▸ **The tasks**
1. Answer these questions using the interview about master limited partnerships, one line per answer:
(a) What yield does Kiley say MLPs are producing?
(b) What market cap does he give for Exxon?
(c) About how much new equity does he say MLPs have raised since the September 2010 talk?
2. Copy the interview about master limited partnerships starting with "We also think" and going on through "for MLPs inevitable?", and rename "infrastructure" as "facilities".

▸ **Text to read**
● ● ● ● ● ● ●

As long as the investment environment remains “yield-starved and growth-challenged,” MLPs will remain attractive, says Quinn Kiley, Fiduciary Asset Management’s senior portfolio manager. In this exclusive Energy Report interview, Kiley shares his tips for finding the best apples in the NLG basket, where sector is just as important as size.
The Energy Report: Quinn, you forecast total master limited partnerships (MLPs) 2011 returns of 8–12%. Given the negative news throughout the second quarter, how could that forecast possibly hold up?
Quinn Kiley: When we made the forecast at the beginning of the year, we thought that, given the MLPs’ fast recovery from the 2008 sell-off, there was a chance MLPs might underperform the S&P 500, which has not recovered at the same clip. We were looking at the basic fundamentals of MLPs as a source of growth. MLPs are yielding a little over 6%. We thought distribution growth from MLPs would be about 6%. That 6%, plus no change in valuation metrics and an increase in that cash flow of 6%, should give you a 6% higher value, for a total return of about 12%.
In July, we’re at a little less than 4% return and distribution growth is coming along at a clip north of 6%. We think that’s a good portion of the return. The MLPs are going to pay their distributions at higher levels from today and definitely at higher levels than a year ago.
We also think the number and amount of organic capital expenditure opportunities—new builds, new infrastructure—by MLPs will be done at attractive multiples, which should further increase growth.
TER: Almost $30 billion (B) has poured into the MLP sector this year. With that much capital coming in, should investors rest more easily knowing that Wall Street power brokers aren’t about to let the government tax one of its “golden geese,” or is a less favorable tax structure for MLPs inevitable?
QK: You have to take into account that MLPs have a market cap north of $250B. Exxon’s market cap is north of $400B. So, while MLPs are an attractive investment, and certain banks and investors have done well in them, the size and scale of MLPs compared to the broader market is small. I think calling them the “golden geese of Wall Street” is an overstatement.
That being said, MLPs provide an essential service in delivering fuels and commodities around the country. From an energy security standpoint, you could make an argument for preferential treatment for MLPs to ensure that access to capital continues and that our infrastructure is reinvested in and grows to make the economy overall more efficient.
At the very least, if the Bush tax cuts expire at the end of 2012, there will be a marginal change. Given the current discourse in Washington, I think you are going to see ongoing discussion of the tax code, tax policy and tax reform. MLPs will pop up as they do every other year when those topics get raised.
It would appear to me that you are going to see some sort of tax reform in 2013. Given that the goal is higher revenue, something will probably affect MLPs or their investors. However, I don’t think it will negate the overall investment story, which is that energy infrastructure is necessary and growing, and investors are attracted to those characteristics.
TER: When we talked with you in September 2010, you said the total market cap on MLPs was around $190B. You just said that today it is $250B. That is about 32% growth.
QK: There are a couple of reasons for that. First, broadly speaking, MLPs are up over 20% since we last spoke. That’s a significant portion of that 32%. Since then we’ve also seen about $17B in new equity raised. It’s a combination of appreciation, which is the market realizing the benefits of the growth of the MLPs, and MLPs raising capital to fund that growth.

● ● ● ● ● ● ●

▸ **Listing**
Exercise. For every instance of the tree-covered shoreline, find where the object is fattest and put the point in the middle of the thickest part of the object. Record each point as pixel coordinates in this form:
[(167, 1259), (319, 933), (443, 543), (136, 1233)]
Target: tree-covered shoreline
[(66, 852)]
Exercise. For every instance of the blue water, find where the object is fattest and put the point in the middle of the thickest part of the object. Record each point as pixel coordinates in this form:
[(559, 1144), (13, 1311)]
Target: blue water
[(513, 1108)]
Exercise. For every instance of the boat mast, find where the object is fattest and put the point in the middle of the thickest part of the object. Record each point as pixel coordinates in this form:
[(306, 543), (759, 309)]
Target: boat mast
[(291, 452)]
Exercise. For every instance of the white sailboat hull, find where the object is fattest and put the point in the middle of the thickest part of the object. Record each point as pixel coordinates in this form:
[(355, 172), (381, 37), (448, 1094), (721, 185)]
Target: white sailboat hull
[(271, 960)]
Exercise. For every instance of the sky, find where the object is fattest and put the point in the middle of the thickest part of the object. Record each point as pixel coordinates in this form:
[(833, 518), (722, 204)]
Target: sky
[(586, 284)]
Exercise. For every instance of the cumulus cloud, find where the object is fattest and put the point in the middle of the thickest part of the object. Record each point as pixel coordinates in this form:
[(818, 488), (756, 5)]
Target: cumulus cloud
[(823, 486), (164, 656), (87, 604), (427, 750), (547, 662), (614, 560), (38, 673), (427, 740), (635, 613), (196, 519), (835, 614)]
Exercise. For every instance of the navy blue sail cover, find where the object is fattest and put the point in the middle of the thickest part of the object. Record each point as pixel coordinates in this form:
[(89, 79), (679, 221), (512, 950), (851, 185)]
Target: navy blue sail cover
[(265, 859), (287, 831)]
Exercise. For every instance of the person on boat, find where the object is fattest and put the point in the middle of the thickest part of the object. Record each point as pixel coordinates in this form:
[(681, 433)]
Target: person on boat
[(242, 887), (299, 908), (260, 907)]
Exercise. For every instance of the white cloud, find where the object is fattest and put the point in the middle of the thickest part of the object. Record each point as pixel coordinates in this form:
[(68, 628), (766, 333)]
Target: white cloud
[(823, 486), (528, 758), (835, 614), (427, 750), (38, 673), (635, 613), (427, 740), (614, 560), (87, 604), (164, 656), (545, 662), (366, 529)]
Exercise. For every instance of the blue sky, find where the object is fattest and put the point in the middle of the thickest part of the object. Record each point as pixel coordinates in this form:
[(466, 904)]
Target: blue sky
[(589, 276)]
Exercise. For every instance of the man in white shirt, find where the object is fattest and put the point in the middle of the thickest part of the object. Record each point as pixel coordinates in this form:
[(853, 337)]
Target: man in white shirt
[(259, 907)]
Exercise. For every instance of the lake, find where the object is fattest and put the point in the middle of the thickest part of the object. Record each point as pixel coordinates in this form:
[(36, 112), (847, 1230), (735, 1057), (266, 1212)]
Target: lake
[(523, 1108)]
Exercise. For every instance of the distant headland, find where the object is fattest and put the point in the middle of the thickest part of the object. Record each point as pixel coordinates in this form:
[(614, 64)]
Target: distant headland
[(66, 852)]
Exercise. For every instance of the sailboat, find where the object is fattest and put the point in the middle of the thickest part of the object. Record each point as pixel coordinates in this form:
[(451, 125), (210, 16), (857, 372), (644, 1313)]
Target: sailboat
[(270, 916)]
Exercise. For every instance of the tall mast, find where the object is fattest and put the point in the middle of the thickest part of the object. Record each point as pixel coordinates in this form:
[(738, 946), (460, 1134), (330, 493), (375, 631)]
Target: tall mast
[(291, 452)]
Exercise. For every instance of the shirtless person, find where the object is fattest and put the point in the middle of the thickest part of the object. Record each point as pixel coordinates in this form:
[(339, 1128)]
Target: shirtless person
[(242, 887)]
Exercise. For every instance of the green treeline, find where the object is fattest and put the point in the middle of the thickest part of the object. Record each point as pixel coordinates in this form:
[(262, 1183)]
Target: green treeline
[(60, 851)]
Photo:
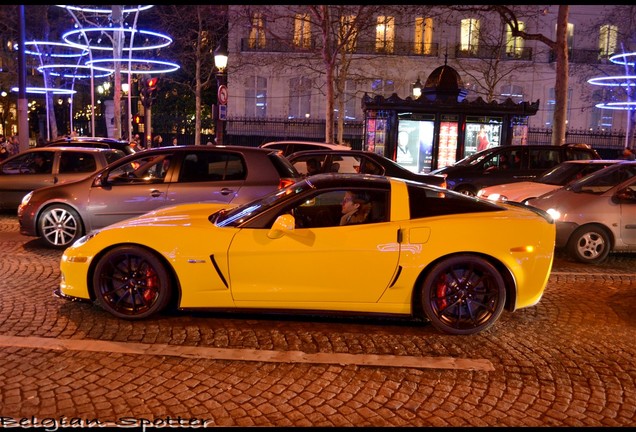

● ● ● ● ● ● ●

▸ **Solutions in order**
1.
(a) A little over 6%.
(b) North of $400B.
(c) About $17B.

2.
We also think the number and amount of organic capital expenditure opportunities—new builds, new facilities—by MLPs will be done at attractive multiples, which should further increase growth.
TER: Almost $30 billion (B) has poured into the MLP sector this year. With that much capital coming in, should investors rest more easily knowing that Wall Street power brokers aren’t about to let the government tax one of its “golden geese,” or is a less favorable tax structure for MLPs inevitable?